** Opening Given text block **

- Original British trade ad
- Directed by: Marcel Varnel
- Written by: Marriott Edgar Val Guest Ralph Smart
- Based on: W.A. Darlington's "famous farce" Alf's Button
- Produced by: Edward Black
- Starring: Bud Flanagan Chesney Allen Jimmy Nervo Teddy Knox Charlie Naughton Jimmy Gold Alastair Sim
- Cinematography: Arthur Crabtree
- Edited by: R. E. Dearing Alfred Roome
- Music by: Charles Williams
- Production company: Gainsborough Pictures
- Distributed by: General Film Distributors Gaumont British Picture Corporation (presented by)
- Release date: July 1938 (UK);
- Running time: 89 minutes
- Country: United Kingdom
- Language: English

= Alf's Button Afloat =

1938 British film by Marcel Varnel

Alf's Button Afloat is a 1938 British comedy film directed by Marcel Varnel and starring Bud Flanagan, Chesney Allen, Jimmy Nervo, Teddy Knox, Charlie Naughton, Jimmy Gold and Alastair Sim. It was written by Marriott Edgar, Val Guest and Ralph Smart based on the 1920 novel Alf's Button by W.A. Darlington.

==Plot==
The Crazy Gang go to sea, where one of them discovers a button on his uniform is made from the metal of Aladdin's lamp.

** Closing Given text block **

**Instructions:**
1. In the Alf's Button Afloat article, who is credited with the music for the film?
2. Extend the Alf's Button Afloat article, continuing on from its final sentence.

** Opening Source information block **

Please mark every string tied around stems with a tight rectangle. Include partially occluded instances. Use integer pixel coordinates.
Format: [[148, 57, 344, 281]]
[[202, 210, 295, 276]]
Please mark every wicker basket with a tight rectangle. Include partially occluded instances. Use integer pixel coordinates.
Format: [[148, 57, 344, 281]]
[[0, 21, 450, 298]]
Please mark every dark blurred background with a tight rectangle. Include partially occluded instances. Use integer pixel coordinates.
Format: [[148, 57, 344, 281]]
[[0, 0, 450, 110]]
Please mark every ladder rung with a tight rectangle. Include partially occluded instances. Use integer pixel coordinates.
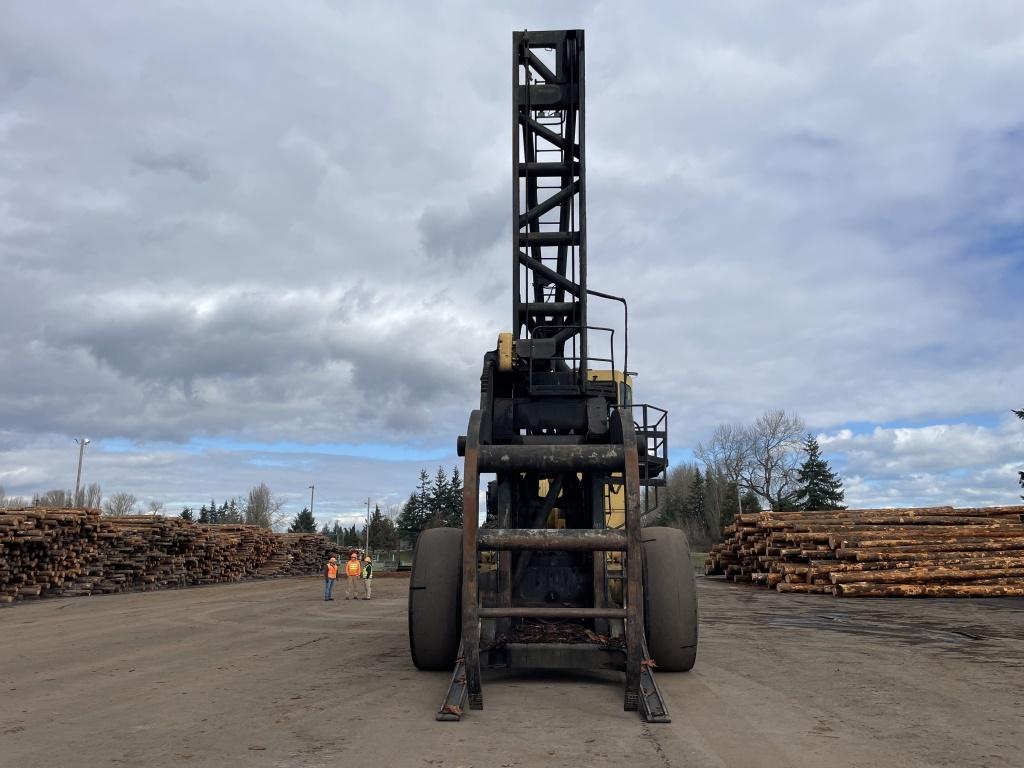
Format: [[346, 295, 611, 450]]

** Closing Source information block **

**Task responses:**
1. Charles Williams

2.
==Cast==
- Bud Flanagan as Alf Higgins
- Chesney Allen as "Ches"
- Jimmy Nervo as Cecil
- Teddy Knox as Teddy
- Charlie Naughton as Charlie
- Jimmy Gold as Jimmy
- Alastair Sim as Eustace
- Wally Patch as Sergeant Hawkins
- Peter Gawthorne as Captain Driscol
- Agnes Lauchlan as Lady Driscol
- Glennis Lorimer as Frankie Driscol
- James Carney as Lieutenant John Hardy
- Wilson Coleman as Surgeon
- J.H. Roberts as Aladdin
- Bruce Winston as Mustapha
- Richard Cooper as Lord Wimbledon

==Reception==

=== Box office ===
Kine Weekly reported the film did well at the British box office in October 1938.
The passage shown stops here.